*Exercise:*
Copy exactly the stretch of data below from the line with "Expected behaviour: mark a point on the woody" through the line with "Expected behaviour: mark a point on the black trousers, one", including both of those lines.
#####
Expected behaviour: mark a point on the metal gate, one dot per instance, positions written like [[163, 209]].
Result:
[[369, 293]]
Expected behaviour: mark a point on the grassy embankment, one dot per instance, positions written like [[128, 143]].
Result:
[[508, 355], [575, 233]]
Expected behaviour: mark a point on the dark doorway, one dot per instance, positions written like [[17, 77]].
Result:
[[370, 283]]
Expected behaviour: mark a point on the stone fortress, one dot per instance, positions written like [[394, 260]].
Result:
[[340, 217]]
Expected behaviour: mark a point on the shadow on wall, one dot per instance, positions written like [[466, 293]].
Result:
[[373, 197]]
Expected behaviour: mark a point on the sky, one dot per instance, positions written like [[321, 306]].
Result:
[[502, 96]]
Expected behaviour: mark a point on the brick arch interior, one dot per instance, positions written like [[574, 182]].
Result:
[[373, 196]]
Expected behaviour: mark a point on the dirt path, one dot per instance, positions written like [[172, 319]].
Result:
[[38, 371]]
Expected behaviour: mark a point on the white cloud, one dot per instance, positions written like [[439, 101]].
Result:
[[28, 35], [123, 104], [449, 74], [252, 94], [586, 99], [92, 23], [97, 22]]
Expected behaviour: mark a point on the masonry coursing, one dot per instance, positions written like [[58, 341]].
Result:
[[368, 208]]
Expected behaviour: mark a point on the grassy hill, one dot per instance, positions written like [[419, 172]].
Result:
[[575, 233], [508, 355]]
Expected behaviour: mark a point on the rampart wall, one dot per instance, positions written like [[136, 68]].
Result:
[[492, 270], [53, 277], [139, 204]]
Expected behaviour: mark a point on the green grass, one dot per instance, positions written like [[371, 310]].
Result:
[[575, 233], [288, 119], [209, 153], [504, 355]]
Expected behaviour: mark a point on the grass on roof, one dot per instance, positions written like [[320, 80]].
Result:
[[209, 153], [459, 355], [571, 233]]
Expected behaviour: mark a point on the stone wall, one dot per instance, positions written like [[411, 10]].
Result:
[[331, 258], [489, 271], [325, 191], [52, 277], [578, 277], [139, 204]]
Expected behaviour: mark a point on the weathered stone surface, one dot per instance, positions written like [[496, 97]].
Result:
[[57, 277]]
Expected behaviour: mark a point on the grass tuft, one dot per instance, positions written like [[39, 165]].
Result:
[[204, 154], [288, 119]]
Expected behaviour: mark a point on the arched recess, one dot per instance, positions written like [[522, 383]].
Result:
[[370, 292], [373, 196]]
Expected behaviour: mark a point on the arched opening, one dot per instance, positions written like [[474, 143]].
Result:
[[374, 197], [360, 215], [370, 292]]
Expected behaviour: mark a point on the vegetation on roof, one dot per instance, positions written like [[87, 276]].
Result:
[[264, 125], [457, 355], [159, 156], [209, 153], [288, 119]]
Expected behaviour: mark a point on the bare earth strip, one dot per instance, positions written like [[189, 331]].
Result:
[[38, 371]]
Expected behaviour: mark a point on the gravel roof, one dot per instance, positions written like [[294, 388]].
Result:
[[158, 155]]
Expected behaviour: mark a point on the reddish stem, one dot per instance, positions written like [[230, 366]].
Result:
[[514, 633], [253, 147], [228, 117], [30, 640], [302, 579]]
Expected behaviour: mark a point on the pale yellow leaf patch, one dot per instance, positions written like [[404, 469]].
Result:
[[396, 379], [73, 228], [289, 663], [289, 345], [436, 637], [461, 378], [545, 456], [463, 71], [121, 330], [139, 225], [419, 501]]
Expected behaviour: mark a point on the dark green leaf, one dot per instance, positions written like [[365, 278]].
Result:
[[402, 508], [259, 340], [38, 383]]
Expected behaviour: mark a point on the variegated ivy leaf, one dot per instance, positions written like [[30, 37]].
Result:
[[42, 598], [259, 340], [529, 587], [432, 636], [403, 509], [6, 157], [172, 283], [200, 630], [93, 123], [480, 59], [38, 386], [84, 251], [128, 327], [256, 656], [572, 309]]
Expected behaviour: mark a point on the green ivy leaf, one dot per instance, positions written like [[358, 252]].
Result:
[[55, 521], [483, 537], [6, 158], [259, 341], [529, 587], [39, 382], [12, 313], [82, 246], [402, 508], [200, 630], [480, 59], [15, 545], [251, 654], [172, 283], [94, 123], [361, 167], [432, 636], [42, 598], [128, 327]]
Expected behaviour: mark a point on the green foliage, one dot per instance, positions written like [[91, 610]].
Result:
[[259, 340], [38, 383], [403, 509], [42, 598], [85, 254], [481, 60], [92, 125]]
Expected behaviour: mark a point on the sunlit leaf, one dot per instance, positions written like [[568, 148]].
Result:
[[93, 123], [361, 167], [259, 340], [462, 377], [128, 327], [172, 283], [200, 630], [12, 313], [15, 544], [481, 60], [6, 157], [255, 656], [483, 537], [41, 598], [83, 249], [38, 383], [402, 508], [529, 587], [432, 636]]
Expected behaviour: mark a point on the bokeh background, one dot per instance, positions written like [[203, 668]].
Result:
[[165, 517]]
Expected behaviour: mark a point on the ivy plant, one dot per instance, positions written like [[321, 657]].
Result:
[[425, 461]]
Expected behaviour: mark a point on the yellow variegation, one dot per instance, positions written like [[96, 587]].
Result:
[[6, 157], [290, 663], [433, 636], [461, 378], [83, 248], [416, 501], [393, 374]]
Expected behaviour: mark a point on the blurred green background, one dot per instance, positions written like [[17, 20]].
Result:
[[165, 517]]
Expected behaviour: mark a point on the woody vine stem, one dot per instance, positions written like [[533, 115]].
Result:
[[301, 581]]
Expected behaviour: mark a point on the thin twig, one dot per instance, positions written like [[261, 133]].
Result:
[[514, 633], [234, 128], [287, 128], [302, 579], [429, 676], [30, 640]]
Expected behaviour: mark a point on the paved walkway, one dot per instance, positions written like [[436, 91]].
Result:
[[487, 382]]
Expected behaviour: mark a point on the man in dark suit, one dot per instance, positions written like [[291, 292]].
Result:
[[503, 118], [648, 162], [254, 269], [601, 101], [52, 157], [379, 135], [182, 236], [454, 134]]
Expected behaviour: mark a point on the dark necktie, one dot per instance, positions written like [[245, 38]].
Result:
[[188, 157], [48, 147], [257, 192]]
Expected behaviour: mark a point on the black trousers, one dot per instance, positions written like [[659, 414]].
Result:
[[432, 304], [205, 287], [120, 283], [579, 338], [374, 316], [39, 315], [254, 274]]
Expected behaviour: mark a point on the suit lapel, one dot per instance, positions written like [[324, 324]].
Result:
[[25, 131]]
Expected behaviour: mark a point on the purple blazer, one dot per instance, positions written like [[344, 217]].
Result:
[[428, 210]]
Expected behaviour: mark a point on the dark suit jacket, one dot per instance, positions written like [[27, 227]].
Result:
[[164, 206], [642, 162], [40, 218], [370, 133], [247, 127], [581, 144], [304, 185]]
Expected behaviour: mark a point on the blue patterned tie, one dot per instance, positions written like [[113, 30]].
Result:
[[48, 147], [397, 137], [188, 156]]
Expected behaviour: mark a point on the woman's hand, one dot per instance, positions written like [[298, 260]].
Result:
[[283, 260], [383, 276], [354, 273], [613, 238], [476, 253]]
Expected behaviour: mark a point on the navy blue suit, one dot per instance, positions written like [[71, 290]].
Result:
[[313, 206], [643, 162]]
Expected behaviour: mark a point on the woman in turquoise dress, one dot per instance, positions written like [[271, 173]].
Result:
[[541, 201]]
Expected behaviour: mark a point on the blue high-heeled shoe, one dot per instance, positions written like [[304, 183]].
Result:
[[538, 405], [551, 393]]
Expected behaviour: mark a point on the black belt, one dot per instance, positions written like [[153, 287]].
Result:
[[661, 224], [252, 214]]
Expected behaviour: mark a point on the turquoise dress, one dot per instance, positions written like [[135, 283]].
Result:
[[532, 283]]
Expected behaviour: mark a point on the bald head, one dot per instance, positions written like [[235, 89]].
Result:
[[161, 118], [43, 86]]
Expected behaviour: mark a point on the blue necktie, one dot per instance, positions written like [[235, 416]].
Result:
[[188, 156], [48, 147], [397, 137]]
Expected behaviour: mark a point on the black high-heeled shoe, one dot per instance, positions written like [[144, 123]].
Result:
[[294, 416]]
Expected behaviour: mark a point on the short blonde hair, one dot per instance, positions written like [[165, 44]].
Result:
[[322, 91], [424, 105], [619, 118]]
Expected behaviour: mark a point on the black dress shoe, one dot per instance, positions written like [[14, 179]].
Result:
#####
*Answer to this exercise:*
Expected behaviour: mark a point on the woody vine stem, one dot per instance, positions written like [[533, 115]].
Result:
[[301, 581]]
Expected behaviour: mark a point on the thin twig, one dot per instance, positions written like [[261, 133]].
Result:
[[514, 633], [234, 128], [287, 128], [302, 579], [429, 676], [30, 640]]
Expected behaviour: mark a point on the paved walkway, one dot per instance, positions written like [[436, 91]].
Result:
[[487, 382]]
Expected behaviour: mark a point on the man in dark suit, one dot per instance, positions written like [[291, 292]].
Result:
[[503, 118], [648, 162], [254, 269], [601, 101], [52, 157], [379, 135], [182, 236], [454, 134]]
Expected behaviour: mark a point on the dark necktie, one dot per instance, positions written like [[245, 38]].
Result:
[[188, 157], [48, 147], [257, 192]]
Expected behaviour: mark a point on the black trousers, one dot per instance, positions written like [[659, 414]].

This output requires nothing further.